>> begin DATA SHOWN
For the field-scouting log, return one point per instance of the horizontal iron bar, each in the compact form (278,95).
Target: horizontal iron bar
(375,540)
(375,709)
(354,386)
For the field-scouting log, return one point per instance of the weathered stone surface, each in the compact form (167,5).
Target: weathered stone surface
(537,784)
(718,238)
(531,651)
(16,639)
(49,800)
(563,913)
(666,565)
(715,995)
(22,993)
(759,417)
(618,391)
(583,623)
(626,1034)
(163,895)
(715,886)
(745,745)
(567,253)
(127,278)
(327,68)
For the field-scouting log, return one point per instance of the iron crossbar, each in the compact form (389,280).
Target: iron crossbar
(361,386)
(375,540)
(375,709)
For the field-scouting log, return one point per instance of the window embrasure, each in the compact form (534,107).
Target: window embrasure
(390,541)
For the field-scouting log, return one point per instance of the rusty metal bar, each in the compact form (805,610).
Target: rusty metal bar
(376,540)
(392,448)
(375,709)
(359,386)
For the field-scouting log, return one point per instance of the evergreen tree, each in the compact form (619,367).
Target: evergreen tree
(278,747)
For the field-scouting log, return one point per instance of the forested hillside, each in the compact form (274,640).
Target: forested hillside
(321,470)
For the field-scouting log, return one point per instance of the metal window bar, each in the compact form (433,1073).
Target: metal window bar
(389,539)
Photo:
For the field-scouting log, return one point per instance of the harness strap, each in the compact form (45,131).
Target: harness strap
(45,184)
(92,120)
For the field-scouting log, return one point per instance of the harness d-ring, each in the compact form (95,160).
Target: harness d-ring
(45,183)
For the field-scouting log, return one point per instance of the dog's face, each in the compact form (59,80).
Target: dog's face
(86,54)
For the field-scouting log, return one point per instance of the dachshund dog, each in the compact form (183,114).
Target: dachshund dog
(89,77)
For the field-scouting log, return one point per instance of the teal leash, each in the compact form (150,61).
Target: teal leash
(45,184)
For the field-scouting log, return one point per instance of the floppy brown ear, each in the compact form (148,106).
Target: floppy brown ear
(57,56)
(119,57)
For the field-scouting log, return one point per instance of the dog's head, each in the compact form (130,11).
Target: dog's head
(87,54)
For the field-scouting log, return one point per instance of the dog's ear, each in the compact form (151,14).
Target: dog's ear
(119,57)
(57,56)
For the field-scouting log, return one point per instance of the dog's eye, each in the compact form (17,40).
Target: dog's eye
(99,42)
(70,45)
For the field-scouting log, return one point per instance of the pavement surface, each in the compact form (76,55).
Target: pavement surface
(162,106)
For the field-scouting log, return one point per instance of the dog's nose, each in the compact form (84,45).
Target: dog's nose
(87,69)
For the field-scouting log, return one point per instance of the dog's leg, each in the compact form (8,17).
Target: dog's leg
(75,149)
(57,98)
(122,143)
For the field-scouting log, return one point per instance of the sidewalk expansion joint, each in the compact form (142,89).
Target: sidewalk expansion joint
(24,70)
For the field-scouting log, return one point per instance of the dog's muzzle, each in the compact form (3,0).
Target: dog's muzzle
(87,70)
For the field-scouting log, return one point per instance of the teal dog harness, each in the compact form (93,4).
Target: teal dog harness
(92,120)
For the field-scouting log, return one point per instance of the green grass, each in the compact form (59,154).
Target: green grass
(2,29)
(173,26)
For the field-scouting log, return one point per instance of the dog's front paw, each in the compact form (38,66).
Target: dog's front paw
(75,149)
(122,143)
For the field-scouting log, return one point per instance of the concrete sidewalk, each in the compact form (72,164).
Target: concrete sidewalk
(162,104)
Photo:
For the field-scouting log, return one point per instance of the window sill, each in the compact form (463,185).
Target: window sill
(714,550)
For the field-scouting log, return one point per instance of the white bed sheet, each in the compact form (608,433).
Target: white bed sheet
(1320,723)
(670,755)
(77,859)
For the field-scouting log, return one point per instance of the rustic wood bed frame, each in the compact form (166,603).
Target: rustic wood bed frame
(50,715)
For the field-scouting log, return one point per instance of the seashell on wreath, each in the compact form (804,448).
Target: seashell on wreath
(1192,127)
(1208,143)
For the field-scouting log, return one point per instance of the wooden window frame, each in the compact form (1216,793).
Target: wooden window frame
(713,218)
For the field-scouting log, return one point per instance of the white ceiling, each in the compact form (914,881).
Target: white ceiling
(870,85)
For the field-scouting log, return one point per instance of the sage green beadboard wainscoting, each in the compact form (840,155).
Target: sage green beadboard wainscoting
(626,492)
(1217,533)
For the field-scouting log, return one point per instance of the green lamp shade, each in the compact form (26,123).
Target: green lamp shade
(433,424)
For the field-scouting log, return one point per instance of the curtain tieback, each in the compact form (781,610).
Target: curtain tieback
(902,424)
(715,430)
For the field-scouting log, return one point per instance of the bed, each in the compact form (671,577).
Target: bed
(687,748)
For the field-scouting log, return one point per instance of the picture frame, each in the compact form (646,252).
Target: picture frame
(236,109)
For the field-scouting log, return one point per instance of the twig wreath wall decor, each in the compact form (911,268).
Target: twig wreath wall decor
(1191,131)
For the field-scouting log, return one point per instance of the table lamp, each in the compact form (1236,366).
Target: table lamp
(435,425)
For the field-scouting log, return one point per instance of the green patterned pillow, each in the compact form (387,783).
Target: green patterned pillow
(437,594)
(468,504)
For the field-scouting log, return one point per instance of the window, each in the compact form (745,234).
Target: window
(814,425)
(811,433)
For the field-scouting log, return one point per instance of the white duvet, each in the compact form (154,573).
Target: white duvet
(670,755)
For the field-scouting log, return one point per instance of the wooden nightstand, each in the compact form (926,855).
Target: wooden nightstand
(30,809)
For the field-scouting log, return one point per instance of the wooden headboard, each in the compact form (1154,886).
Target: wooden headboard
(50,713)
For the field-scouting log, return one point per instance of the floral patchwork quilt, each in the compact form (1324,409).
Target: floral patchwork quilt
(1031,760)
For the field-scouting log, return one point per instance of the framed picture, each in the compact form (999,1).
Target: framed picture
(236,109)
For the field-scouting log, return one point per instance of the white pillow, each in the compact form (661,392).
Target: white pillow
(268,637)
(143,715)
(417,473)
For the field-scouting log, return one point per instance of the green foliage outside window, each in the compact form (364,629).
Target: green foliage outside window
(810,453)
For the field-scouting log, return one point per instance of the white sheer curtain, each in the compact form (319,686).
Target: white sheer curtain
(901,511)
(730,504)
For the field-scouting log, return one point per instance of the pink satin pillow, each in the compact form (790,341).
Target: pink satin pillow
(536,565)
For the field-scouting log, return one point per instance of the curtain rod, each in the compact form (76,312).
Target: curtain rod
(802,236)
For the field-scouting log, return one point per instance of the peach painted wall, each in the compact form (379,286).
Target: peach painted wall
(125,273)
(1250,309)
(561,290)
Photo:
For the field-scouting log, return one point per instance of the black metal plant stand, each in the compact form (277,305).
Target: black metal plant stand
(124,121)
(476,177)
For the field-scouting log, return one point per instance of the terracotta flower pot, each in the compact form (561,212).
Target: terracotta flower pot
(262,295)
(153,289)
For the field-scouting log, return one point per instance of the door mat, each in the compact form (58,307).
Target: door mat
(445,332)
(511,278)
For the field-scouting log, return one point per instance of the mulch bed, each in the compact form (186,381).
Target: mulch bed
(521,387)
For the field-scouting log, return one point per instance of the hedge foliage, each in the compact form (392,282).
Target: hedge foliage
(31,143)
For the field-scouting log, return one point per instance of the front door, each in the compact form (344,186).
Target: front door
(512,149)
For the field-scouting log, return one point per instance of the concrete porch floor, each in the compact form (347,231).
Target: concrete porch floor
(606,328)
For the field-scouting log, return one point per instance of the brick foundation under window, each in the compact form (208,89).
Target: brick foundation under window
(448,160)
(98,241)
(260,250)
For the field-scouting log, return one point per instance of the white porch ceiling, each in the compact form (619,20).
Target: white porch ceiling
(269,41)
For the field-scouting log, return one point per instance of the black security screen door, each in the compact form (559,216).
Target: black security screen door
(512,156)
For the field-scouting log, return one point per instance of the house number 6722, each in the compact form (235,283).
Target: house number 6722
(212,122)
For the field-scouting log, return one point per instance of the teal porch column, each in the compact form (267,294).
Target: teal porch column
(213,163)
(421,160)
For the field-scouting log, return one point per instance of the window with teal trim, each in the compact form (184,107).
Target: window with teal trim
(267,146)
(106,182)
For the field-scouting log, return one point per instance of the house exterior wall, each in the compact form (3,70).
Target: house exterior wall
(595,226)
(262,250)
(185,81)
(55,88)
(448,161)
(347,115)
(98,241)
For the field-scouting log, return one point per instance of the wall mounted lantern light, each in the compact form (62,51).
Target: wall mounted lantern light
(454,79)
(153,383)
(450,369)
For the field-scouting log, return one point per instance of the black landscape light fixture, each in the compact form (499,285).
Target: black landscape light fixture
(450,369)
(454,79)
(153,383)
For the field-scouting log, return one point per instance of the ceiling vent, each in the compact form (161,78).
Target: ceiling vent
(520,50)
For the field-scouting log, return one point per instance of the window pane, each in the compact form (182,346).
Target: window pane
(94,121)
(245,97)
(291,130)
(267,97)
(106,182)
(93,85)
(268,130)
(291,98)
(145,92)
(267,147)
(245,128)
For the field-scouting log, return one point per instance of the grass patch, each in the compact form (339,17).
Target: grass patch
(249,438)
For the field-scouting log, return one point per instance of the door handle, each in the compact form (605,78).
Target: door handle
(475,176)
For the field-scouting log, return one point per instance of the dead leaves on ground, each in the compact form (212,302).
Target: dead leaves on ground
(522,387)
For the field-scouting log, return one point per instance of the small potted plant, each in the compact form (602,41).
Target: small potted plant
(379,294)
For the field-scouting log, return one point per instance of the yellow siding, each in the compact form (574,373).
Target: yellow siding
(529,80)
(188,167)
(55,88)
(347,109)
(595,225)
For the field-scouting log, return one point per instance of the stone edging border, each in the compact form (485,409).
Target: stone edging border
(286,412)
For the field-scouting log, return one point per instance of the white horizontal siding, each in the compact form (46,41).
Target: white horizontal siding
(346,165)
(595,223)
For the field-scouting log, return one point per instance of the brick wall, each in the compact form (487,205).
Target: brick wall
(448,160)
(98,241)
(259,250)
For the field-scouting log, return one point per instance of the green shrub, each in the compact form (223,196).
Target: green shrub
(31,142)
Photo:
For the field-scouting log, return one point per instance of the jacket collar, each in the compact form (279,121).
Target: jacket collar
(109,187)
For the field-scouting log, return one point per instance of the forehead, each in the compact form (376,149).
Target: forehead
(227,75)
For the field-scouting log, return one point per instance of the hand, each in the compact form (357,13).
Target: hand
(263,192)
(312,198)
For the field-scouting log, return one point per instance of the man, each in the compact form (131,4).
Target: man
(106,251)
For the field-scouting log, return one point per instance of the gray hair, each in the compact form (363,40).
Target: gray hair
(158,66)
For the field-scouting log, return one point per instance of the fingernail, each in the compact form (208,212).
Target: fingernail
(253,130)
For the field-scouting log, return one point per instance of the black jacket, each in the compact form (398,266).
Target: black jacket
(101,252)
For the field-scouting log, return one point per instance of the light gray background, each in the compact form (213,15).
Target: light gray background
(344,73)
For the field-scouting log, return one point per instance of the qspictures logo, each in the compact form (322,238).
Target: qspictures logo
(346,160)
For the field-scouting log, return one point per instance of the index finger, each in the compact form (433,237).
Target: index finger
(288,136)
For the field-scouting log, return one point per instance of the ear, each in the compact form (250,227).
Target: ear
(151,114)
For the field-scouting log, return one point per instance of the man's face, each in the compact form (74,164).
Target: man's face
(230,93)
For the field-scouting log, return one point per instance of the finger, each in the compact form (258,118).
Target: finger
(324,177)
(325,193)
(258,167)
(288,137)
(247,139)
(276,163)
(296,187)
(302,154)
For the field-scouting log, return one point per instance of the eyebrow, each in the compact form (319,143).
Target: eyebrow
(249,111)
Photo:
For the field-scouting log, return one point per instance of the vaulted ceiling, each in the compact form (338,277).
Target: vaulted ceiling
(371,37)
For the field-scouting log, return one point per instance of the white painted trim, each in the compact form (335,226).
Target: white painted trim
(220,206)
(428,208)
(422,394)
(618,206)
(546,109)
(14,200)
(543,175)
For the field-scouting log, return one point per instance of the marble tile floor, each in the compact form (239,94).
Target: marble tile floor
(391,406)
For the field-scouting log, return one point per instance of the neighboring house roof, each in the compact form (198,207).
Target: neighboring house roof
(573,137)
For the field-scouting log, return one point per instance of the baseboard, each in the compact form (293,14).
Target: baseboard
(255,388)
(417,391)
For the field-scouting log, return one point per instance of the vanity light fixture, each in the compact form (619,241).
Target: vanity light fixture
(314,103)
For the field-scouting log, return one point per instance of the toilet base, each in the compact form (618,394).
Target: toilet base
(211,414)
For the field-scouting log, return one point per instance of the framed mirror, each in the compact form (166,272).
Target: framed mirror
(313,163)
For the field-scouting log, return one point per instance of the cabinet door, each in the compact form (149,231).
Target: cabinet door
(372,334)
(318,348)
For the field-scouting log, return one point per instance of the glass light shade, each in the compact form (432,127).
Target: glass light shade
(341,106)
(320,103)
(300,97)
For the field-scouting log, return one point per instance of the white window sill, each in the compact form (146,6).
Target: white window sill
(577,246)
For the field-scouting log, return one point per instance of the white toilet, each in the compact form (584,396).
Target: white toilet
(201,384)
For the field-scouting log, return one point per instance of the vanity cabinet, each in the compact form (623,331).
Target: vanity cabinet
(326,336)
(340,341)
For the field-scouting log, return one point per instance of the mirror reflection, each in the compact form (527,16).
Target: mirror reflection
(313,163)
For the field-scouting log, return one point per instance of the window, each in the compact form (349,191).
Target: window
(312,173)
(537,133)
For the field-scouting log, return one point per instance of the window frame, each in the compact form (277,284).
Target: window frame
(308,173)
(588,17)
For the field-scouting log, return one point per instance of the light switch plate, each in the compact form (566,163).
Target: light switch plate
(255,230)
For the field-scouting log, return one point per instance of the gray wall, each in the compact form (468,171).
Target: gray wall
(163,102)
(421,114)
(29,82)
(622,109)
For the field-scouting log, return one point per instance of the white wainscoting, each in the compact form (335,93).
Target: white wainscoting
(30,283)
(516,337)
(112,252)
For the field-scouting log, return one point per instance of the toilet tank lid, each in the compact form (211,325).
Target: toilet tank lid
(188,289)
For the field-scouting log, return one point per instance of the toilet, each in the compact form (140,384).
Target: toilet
>> end DATA SHOWN
TASK TO COMPLETE:
Repeat, with no changes, each line from the one with "compact form (432,127)." to the end of the listing, including both ends and nothing else.

WORKED SOLUTION:
For the field-scouting log, return one point per instance of the glass light shade, each in the compact form (432,127).
Target: glass light shade
(341,106)
(320,103)
(300,97)
For the field-scouting log, return one point per instance of the white window sill, each in the compact form (146,6).
Target: white window sill
(577,246)
For the field-scouting log, return one point per instance of the white toilet, each in the compact form (584,396).
Target: white toilet
(201,384)
For the field-scouting log, return one point per instance of the vanity cabinet, each in the compact form (623,331).
Target: vanity cabinet
(326,336)
(340,341)
For the field-scouting log, return one point per instance of the mirror reflection, each in the compact form (527,16).
Target: mirror reflection
(313,163)
For the field-scouting log, return one point per instance of the window, each in the compact form (349,191).
Target: window
(312,173)
(537,133)
For the field-scouting log, return one point per instance of the window frame, each in the compact form (277,284).
Target: window frame
(308,173)
(588,17)
For the field-scouting log, return one point per instance of the light switch plate, each in the compact form (566,163).
Target: light switch plate
(255,230)
For the field-scouting log, return one point per instance of the gray wall, each in the compact form (468,171).
Target: gray wall
(163,102)
(421,114)
(29,82)
(622,109)
For the field-scouting log, return one point per instance of the white wainscoting, each in the compact form (335,93).
Target: white wainscoting
(30,283)
(516,337)
(112,252)
For the field-scouting log, return one point per instance of the toilet tank lid, each in the compact form (211,325).
Target: toilet tank lid
(188,289)
For the field-scouting log, return one point per instance of the toilet, each in the compact form (140,384).
Target: toilet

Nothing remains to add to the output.